══ Provided records

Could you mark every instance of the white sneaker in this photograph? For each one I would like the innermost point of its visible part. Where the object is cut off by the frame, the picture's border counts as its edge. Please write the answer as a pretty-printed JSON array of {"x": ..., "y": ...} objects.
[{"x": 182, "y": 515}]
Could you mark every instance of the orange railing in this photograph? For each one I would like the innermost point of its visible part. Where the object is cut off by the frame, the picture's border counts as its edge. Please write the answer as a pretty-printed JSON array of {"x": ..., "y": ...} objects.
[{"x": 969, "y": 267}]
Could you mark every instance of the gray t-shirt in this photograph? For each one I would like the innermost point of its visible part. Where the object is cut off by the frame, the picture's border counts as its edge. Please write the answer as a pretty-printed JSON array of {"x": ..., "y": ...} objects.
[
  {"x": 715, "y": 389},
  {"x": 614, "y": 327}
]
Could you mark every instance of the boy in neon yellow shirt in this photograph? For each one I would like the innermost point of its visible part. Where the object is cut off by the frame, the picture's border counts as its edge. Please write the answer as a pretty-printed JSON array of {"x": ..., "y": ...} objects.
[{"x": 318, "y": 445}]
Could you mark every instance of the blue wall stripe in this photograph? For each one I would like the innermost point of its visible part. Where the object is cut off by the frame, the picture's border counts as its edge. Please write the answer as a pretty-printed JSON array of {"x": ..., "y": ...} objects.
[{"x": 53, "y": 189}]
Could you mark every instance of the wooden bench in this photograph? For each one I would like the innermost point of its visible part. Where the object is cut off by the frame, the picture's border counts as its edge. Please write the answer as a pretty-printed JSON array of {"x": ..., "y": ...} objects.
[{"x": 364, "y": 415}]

════

[Work to complete]: Reproduce all of the records above, swapping each occurrence of "photograph" for "image" and changing nothing else.

[Output for this task]:
Could you mark every instance of the white sneaker in this image? For each one I would like the innermost point of its visible part. Where the object is cut off by the frame, the picture's border counts as its edge. Please write the answer as a pretty-printed JSON array of {"x": ..., "y": ...} objects.
[{"x": 182, "y": 515}]
Could you mark every instance of the orange railing in this image? For each one I would like the innermost point of its visible part. Where the object is cut off by the frame, the picture's border counts as its edge. Please write the answer as a pretty-printed JSON array of {"x": ..., "y": ...} objects.
[{"x": 969, "y": 267}]
Could you mark every instance of the gray t-shirt in this image? For each one I would like the innermost point of its visible part. Where the object is cut off by the frame, the picture's border counts as its edge. Please write the answer as a pretty-printed JSON array of {"x": ..., "y": ...} objects.
[
  {"x": 715, "y": 389},
  {"x": 614, "y": 327}
]
Could you mark every instance of the boy in neon yellow shirt in this image? For each one I would like the innermost point of its visible part. Where the object is cut off by the frame, the picture's border counts as its edge. Please write the answer as a pretty-printed JSON array of {"x": ..., "y": ...} objects.
[{"x": 318, "y": 445}]
Could you mark every instance of the blue wall stripe in this image? For each one I would like the innermost point of its visible part. Where the object is cut off by the frame, the picture's border counts as its edge. Please write the answer as a pretty-printed JSON array of {"x": ..., "y": ...} objects.
[{"x": 53, "y": 189}]
Could you mark every instance of the wooden bench in this image? For each one I would like the innermost point of its visible part. Where the object is cut off by the frame, the picture's border counts as its edge. Please write the answer as a pretty-printed JSON array of {"x": ..., "y": ...} objects.
[{"x": 364, "y": 415}]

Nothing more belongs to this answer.